━━━━━ Sağlanan malzeme

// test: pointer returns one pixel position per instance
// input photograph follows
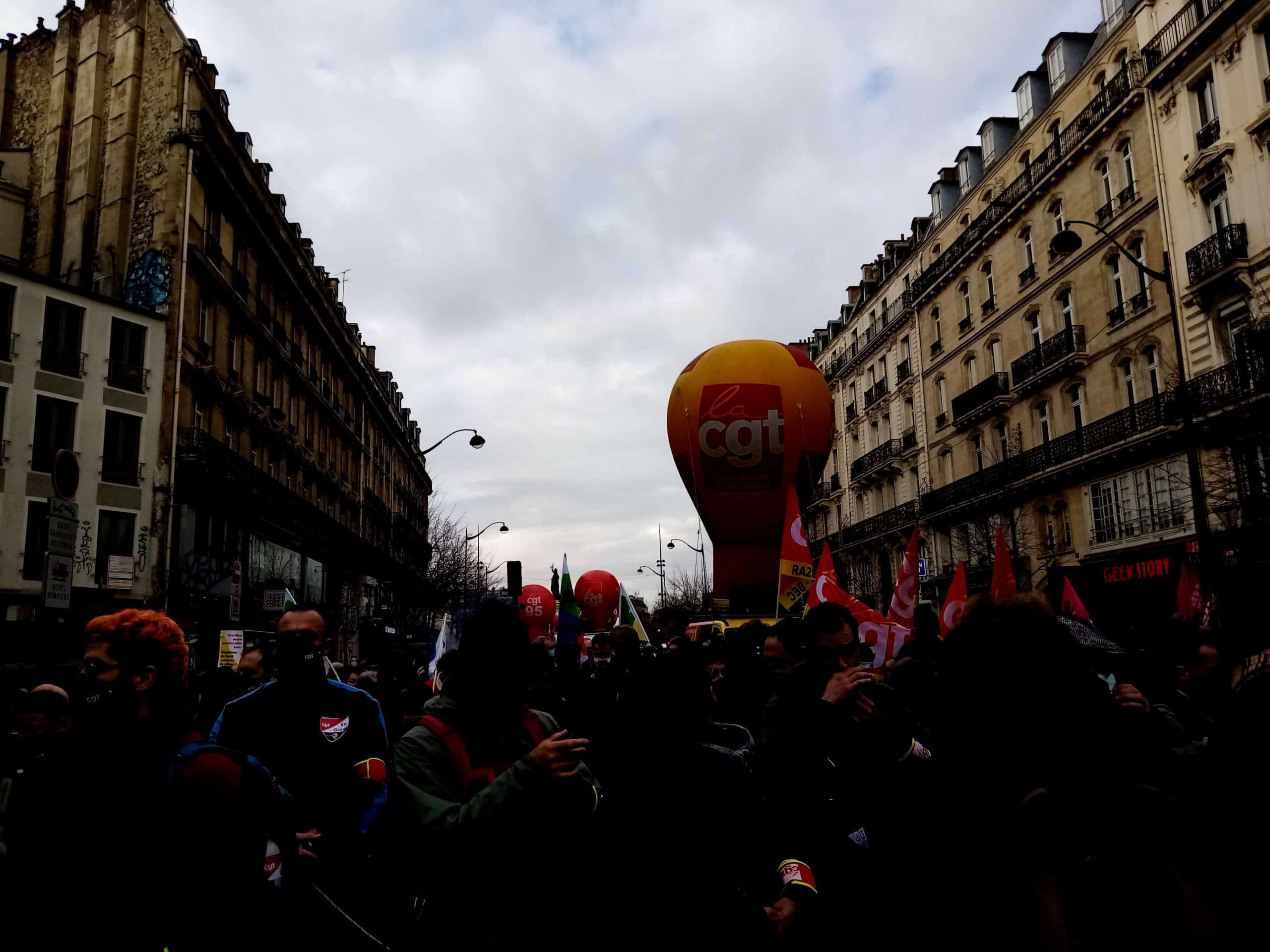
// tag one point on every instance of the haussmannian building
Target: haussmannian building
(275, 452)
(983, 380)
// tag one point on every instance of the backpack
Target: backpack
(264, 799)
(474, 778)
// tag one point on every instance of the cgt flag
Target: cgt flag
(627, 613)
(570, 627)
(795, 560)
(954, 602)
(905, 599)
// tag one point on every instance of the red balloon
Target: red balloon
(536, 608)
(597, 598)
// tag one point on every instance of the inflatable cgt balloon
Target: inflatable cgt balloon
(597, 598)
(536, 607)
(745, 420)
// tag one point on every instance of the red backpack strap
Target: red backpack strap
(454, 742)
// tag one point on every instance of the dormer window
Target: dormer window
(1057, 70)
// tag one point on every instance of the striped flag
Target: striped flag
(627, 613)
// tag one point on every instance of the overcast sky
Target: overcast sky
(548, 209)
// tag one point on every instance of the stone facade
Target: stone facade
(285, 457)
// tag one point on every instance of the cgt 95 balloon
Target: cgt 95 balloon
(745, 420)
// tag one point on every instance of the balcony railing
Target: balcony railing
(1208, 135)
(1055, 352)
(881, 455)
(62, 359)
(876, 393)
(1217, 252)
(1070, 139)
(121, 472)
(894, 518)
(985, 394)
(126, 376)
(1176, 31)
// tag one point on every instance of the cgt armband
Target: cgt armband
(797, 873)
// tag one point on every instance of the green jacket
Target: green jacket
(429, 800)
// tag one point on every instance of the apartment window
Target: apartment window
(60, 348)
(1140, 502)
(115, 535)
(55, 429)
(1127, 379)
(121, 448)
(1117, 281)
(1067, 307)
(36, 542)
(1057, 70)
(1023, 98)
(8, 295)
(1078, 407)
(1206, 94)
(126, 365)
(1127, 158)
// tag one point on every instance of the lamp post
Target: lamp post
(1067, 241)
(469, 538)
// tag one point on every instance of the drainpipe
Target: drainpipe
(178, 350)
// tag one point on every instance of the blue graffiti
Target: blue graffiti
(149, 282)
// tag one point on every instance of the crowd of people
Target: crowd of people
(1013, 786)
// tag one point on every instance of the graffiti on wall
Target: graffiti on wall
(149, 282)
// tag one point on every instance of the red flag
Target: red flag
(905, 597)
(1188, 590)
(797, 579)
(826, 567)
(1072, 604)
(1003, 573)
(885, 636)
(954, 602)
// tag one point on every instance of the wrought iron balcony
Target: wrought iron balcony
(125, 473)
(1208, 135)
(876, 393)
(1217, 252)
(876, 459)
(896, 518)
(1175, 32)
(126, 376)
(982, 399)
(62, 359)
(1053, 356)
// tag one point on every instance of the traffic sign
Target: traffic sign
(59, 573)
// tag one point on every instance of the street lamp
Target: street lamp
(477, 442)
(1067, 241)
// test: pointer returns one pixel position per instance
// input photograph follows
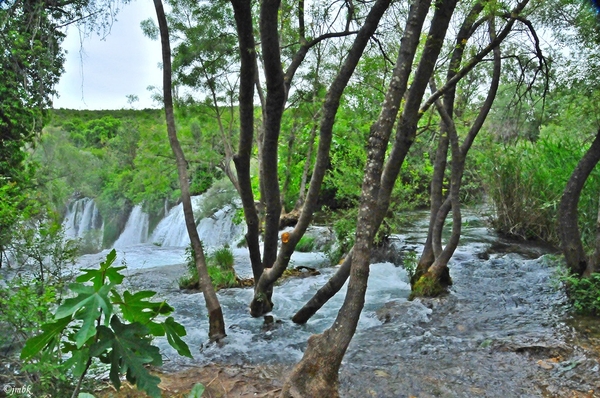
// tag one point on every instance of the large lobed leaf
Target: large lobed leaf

━━━━━━━━━━

Görevin amacı:
Malzemede "the wrought iron balcony" ifadesinin geçtiği satırdan başlayıp malzemenin sonunda biten satırları, iki uç da dahil olmak üzere ve istekleriyle birlikte yeniden yazın. Bu satırlardaki yanıtlarda yer alan koordinat sayılarını 2,35 ile çarpıp tam sayıya yuvarlayın (buçuklar yukarı yuvarlanacak) ve resimleri yanıta almayın.

Alıştırma yanıtı:
// tag one point on every instance of the wrought iron balcony
Target: wrought iron balcony
(294, 1112)
(2839, 317)
(2059, 924)
(2860, 592)
(2059, 1079)
(2106, 1217)
(2761, 75)
(296, 884)
(2308, 938)
(146, 844)
(2475, 837)
// tag one point on every instance of the traffic sign
Target: traffic sign
(139, 1347)
// tag one point on every instance of the street lamp
Target: street lamp
(1121, 1039)
(2507, 566)
// test: pointer returns one pixel position per instance
// input photograph follows
// tag one point on every instance of the large lobed leaf
Target: large lobed leaf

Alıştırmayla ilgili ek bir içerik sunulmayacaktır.